**WHAT THE TASK REQUIRES**: Reproduce the stretch of the records from the line containing "pick out the ceiling fan blade, placing" through the end of the records, changing "ceiling fan blade" to "overhead fan blade" and leaving everything else unchanged.

**GIVEN DATA**:
◇ ◇ ◇ ◇ ◇ ◇ ◇
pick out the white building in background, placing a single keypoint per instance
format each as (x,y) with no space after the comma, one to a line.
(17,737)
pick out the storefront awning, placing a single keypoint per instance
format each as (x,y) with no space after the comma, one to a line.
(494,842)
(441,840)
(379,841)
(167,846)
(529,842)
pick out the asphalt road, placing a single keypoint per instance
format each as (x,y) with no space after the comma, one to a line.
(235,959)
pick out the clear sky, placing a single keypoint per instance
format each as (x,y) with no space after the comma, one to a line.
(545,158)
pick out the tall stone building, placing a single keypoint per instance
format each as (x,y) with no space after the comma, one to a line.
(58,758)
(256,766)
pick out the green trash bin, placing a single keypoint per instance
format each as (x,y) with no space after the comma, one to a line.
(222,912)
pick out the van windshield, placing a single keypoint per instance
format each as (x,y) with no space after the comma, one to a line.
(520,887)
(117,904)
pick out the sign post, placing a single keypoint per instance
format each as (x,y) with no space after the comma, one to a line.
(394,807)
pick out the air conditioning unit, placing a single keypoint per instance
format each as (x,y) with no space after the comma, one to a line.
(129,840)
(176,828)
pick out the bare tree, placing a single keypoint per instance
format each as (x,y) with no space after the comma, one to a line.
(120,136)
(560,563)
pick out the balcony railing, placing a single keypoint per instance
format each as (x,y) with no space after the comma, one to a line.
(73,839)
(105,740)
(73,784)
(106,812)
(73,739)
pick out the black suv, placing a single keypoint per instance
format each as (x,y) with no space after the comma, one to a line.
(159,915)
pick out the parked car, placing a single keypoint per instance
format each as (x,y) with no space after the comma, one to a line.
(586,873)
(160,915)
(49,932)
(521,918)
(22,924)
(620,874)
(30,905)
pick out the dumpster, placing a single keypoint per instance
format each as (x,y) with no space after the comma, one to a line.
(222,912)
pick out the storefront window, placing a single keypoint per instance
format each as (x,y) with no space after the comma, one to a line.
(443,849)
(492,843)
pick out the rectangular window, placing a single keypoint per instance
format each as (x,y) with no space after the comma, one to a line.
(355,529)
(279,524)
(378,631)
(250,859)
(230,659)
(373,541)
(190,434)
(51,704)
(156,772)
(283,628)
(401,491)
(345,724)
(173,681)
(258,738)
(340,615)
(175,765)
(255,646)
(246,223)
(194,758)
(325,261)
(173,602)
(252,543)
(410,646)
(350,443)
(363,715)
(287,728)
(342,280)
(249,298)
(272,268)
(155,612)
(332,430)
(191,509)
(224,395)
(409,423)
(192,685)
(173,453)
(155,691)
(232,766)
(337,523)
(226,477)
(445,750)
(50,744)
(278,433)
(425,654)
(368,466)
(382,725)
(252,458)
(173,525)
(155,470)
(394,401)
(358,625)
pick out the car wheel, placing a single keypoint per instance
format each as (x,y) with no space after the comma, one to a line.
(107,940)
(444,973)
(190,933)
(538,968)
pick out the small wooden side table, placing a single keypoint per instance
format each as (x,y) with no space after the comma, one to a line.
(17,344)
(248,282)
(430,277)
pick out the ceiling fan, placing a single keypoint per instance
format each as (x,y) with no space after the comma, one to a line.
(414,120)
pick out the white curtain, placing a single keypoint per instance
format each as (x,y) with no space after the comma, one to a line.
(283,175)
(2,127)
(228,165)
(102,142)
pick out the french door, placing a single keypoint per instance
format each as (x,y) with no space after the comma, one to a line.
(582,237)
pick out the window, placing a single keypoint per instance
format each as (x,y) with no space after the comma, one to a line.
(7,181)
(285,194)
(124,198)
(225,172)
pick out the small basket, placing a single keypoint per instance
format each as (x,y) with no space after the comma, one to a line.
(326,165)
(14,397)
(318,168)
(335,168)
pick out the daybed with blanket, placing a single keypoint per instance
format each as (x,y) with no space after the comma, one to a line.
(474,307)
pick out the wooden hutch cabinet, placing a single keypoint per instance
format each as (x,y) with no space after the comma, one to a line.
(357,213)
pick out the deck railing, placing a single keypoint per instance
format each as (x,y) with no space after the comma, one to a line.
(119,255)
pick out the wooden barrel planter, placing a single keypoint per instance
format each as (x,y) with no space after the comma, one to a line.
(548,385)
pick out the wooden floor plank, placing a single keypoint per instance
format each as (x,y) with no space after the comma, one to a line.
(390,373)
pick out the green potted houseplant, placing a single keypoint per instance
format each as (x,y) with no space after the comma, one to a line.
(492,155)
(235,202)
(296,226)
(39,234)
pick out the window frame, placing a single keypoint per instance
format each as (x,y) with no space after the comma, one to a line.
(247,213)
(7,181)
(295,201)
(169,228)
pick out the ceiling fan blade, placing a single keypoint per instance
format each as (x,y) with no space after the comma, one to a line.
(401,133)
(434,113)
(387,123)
◇ ◇ ◇ ◇ ◇ ◇ ◇
**RESPONSE**:
pick out the overhead fan blade, placing a single keypoint per instance
format each as (x,y) with no space after the comma, one to a line.
(401,133)
(434,113)
(387,123)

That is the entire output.